#### MATERIAL FOR THIS EXERCISE

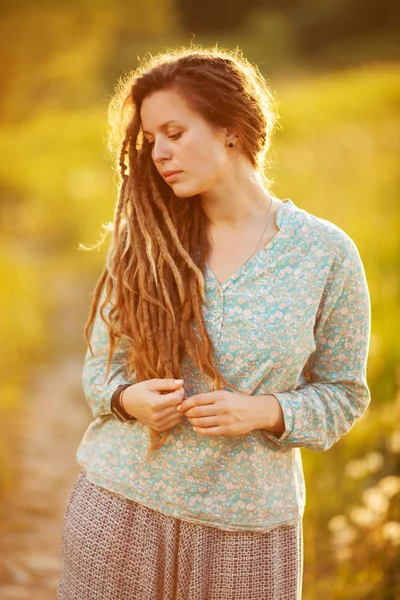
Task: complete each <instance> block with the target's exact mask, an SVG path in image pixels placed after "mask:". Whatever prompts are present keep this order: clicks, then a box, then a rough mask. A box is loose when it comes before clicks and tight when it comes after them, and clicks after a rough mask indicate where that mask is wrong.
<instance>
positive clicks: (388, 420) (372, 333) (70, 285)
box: [0, 0, 400, 600]
mask: <svg viewBox="0 0 400 600" xmlns="http://www.w3.org/2000/svg"><path fill="white" fill-rule="evenodd" d="M399 32H400V4H399V3H398V2H397V1H396V0H379V1H378V0H346V2H344V1H340V0H264V1H263V2H261V0H258V1H257V0H246V2H244V1H240V2H239V1H237V0H236V1H235V0H229V1H228V0H219V2H215V1H213V2H211V1H210V0H202V1H201V2H193V1H190V0H131V1H130V2H122V0H97V1H95V0H69V1H68V2H54V1H53V2H51V1H47V2H46V1H40V0H35V1H34V2H33V1H31V0H20V1H19V2H18V3H16V2H15V1H11V0H6V1H4V0H3V2H2V8H1V19H0V52H1V63H0V64H1V77H0V123H1V131H0V150H1V160H0V192H1V196H0V222H1V231H0V285H1V295H0V336H1V352H0V436H1V437H0V500H1V502H0V534H1V535H0V537H1V541H0V550H1V555H0V597H1V598H2V599H4V600H7V599H11V598H16V599H18V600H24V599H33V600H48V599H49V600H50V599H54V595H55V588H56V584H57V578H58V572H59V568H60V553H61V551H60V539H59V537H60V530H61V521H62V517H63V511H64V509H65V504H66V501H67V496H68V493H69V491H70V488H71V486H72V484H73V482H74V479H75V477H76V475H77V473H78V466H77V464H76V462H75V451H76V449H77V446H78V444H79V442H80V439H81V436H82V434H83V432H84V430H85V429H86V427H87V425H88V424H89V422H90V419H91V413H90V411H89V408H88V407H87V406H86V402H85V399H84V396H83V391H82V388H81V380H80V377H81V367H82V362H83V356H84V352H85V350H86V346H85V341H84V337H83V325H84V322H85V320H86V317H87V315H88V310H89V304H90V300H91V293H92V290H93V286H94V284H95V282H96V280H97V278H98V276H99V274H100V271H101V270H102V268H103V265H104V261H105V255H106V249H107V244H104V245H103V246H101V247H100V248H99V249H98V250H95V251H92V252H85V251H82V250H80V249H79V244H84V245H93V244H95V243H96V242H98V241H99V239H100V238H101V236H102V234H103V231H104V228H103V227H102V226H103V225H105V224H106V223H108V222H109V221H110V220H112V218H113V211H114V203H115V201H116V188H115V179H114V175H113V172H112V165H111V161H110V158H109V156H108V155H107V152H106V148H105V138H106V127H107V107H108V102H109V99H110V96H111V94H112V93H113V90H114V86H115V84H116V82H117V80H118V78H119V77H120V76H121V75H122V74H123V73H124V72H125V71H126V70H128V69H132V68H135V67H136V66H137V64H138V60H139V59H140V58H143V57H144V56H145V55H146V53H147V52H151V53H153V54H154V53H156V52H159V51H160V50H163V49H166V48H167V47H174V46H177V45H181V44H190V42H194V43H195V44H196V43H197V44H203V45H205V46H207V45H213V44H215V43H217V42H218V44H219V45H220V46H221V47H225V46H226V47H228V48H231V49H234V48H236V47H239V48H240V49H241V50H242V51H243V53H244V55H245V56H246V57H247V58H248V59H250V60H251V61H252V62H254V63H256V64H257V65H258V67H259V68H260V70H261V72H262V73H263V75H264V76H265V77H266V79H267V81H268V82H269V84H270V87H271V89H272V90H273V92H274V93H275V95H276V97H277V98H278V100H279V110H280V115H281V118H280V122H281V128H280V129H278V130H277V131H276V134H275V136H274V138H273V154H272V155H271V158H272V160H273V162H272V166H271V172H270V174H271V175H272V176H273V177H274V181H275V184H274V187H273V190H272V191H273V193H274V194H275V195H276V196H278V197H279V198H281V199H285V198H291V199H292V200H293V202H295V204H296V205H297V206H300V207H302V208H305V209H306V210H308V211H310V212H311V213H313V214H315V215H317V216H319V217H323V218H326V219H329V220H331V221H333V222H334V223H336V224H337V225H338V226H339V227H341V228H342V229H344V230H345V231H346V232H347V233H348V234H349V235H350V236H351V237H352V238H353V239H354V241H355V242H356V244H357V246H358V248H359V251H360V254H361V257H362V260H363V262H364V266H365V270H366V275H367V279H368V283H369V289H370V294H371V304H372V336H371V345H370V353H369V366H368V381H369V385H370V388H371V393H372V402H371V405H370V408H369V409H368V411H367V413H366V415H365V417H364V418H363V420H362V421H360V422H359V423H357V424H356V425H355V427H354V428H353V429H352V430H351V431H350V432H349V433H348V434H347V435H346V436H344V437H343V438H342V439H341V440H340V441H339V442H338V443H337V444H336V445H335V446H333V447H332V448H331V449H330V450H329V451H327V452H315V451H308V450H302V455H303V461H304V470H305V476H306V483H307V506H306V514H305V518H304V538H305V554H304V558H305V565H304V593H303V597H304V600H320V599H321V598H324V599H325V600H330V599H332V600H333V599H335V600H336V599H338V600H339V599H340V600H350V599H351V600H355V599H357V600H358V599H368V600H391V599H395V598H400V503H399V499H400V342H399V338H400V312H399V304H400V302H399V301H400V199H399V192H400V189H399V188H400V186H399V162H400V161H399V146H400V78H399V75H400V68H399V66H400V47H399V44H398V35H399ZM354 309H355V310H357V307H354ZM99 600H101V599H99Z"/></svg>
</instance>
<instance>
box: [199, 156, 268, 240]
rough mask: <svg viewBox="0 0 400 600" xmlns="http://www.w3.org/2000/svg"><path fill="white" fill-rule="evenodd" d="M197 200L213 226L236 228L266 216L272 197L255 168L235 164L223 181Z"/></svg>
mask: <svg viewBox="0 0 400 600" xmlns="http://www.w3.org/2000/svg"><path fill="white" fill-rule="evenodd" d="M200 200H201V203H202V207H203V210H204V212H205V213H206V215H207V217H208V219H209V220H210V223H211V226H212V227H213V228H229V229H233V230H238V229H241V228H243V226H245V225H247V224H248V225H250V224H251V223H254V222H255V221H257V222H259V221H260V219H263V218H265V217H266V215H267V211H268V209H269V207H270V204H271V200H272V199H271V195H270V194H269V193H268V191H267V190H266V189H265V188H264V186H263V183H262V179H261V176H260V175H259V173H258V172H257V171H255V170H254V169H253V168H252V167H251V168H249V167H247V166H242V168H238V166H237V165H236V166H235V169H233V172H232V173H230V175H229V176H228V177H225V178H224V180H223V182H218V183H216V185H215V186H214V187H213V188H212V189H211V190H208V191H207V192H205V193H203V194H201V195H200Z"/></svg>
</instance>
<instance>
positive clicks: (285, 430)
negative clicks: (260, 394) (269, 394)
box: [262, 392, 294, 444]
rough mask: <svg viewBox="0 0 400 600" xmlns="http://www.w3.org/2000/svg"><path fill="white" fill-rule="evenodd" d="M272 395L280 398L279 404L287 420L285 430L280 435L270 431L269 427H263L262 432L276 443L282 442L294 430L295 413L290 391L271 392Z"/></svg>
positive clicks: (283, 417) (284, 419) (270, 394)
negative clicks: (294, 414) (293, 406)
mask: <svg viewBox="0 0 400 600" xmlns="http://www.w3.org/2000/svg"><path fill="white" fill-rule="evenodd" d="M270 395H271V396H275V398H276V399H277V400H278V402H279V404H280V405H281V408H282V412H283V419H284V421H285V431H284V432H283V433H281V434H280V435H279V434H277V433H272V432H271V431H268V430H267V429H263V430H262V432H263V434H264V435H265V436H266V437H267V438H268V439H270V440H272V441H273V442H275V443H276V444H281V443H282V442H284V441H285V440H286V438H287V437H288V436H289V435H290V434H291V432H292V431H293V426H294V415H293V409H292V406H291V403H290V393H288V392H279V393H277V394H275V393H274V394H270Z"/></svg>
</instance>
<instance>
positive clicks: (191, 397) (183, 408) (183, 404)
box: [180, 392, 215, 412]
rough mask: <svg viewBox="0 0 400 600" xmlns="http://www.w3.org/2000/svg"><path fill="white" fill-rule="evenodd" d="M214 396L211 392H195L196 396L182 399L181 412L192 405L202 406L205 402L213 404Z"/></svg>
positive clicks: (214, 400) (192, 407)
mask: <svg viewBox="0 0 400 600" xmlns="http://www.w3.org/2000/svg"><path fill="white" fill-rule="evenodd" d="M214 403H215V397H214V396H213V392H210V393H207V394H197V395H196V396H189V398H187V399H186V400H183V401H182V404H181V409H180V410H181V412H186V411H187V410H189V409H190V408H193V407H194V406H204V405H206V404H214Z"/></svg>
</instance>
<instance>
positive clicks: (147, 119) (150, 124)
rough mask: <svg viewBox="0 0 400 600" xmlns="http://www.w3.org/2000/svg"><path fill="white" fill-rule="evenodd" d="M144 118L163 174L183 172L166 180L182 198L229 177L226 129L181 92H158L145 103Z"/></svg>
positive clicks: (159, 171)
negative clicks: (201, 113) (210, 116)
mask: <svg viewBox="0 0 400 600" xmlns="http://www.w3.org/2000/svg"><path fill="white" fill-rule="evenodd" d="M140 117H141V122H142V128H143V135H144V136H145V137H146V139H147V141H148V142H149V143H150V144H151V147H152V158H153V161H154V164H155V166H156V168H157V170H158V171H159V173H160V174H161V175H162V176H164V174H165V172H167V171H181V173H179V175H177V176H176V177H175V178H173V179H170V180H168V179H165V180H166V182H167V183H168V185H170V186H171V188H172V189H173V191H174V193H175V194H176V196H178V197H179V198H188V197H190V196H194V195H196V194H201V193H202V192H207V191H208V190H210V189H212V188H213V187H214V186H216V185H217V184H218V183H219V181H221V180H222V179H223V178H224V177H226V176H227V175H228V173H229V162H230V161H229V160H228V153H227V149H228V148H227V147H226V138H225V132H226V129H225V130H224V129H222V128H221V129H220V130H216V129H215V128H212V127H211V126H210V125H209V124H208V122H207V121H205V120H204V118H203V117H202V116H201V115H200V114H199V113H197V112H195V111H193V110H192V109H191V108H189V106H188V105H187V104H186V103H185V100H184V98H183V97H182V96H181V95H180V94H179V92H177V91H173V90H162V91H159V92H154V93H153V94H151V95H150V96H148V97H147V98H145V100H144V101H143V103H142V108H141V111H140Z"/></svg>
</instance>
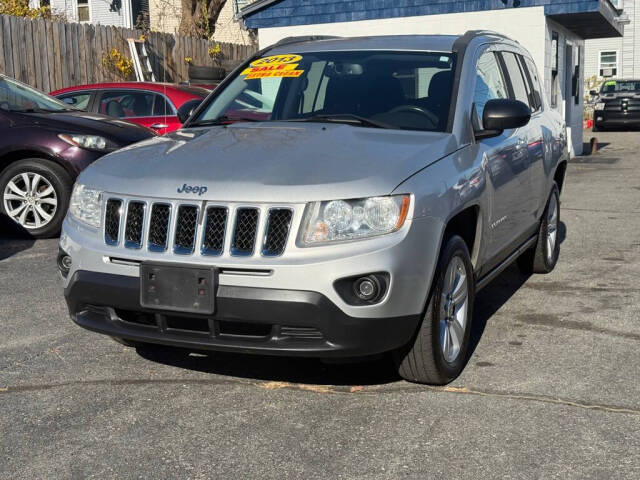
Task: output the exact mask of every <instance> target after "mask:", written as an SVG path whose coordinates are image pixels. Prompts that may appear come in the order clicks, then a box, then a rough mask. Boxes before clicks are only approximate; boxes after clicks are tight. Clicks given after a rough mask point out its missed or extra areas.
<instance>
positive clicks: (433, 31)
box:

########

#### [WORK REQUEST]
Repeat, line for line, everything in the records above from their start down to the line containing "box: [0, 0, 400, 600]", leaving out the pictures.

#### [OUTPUT FOR THIS TASK]
Task: complete each <instance> block with the target's exact mask, an SVG path in image pixels placed after "mask:". Whatever prompts are present keep this order: clicks, then a box, then a rough mask. A box is loose when it comes before clicks and tight when it comes after them, and clicks after a rough mask indicate where that mask is wrong.
<instance>
positive clicks: (388, 420) (372, 333) (70, 285)
box: [0, 0, 400, 600]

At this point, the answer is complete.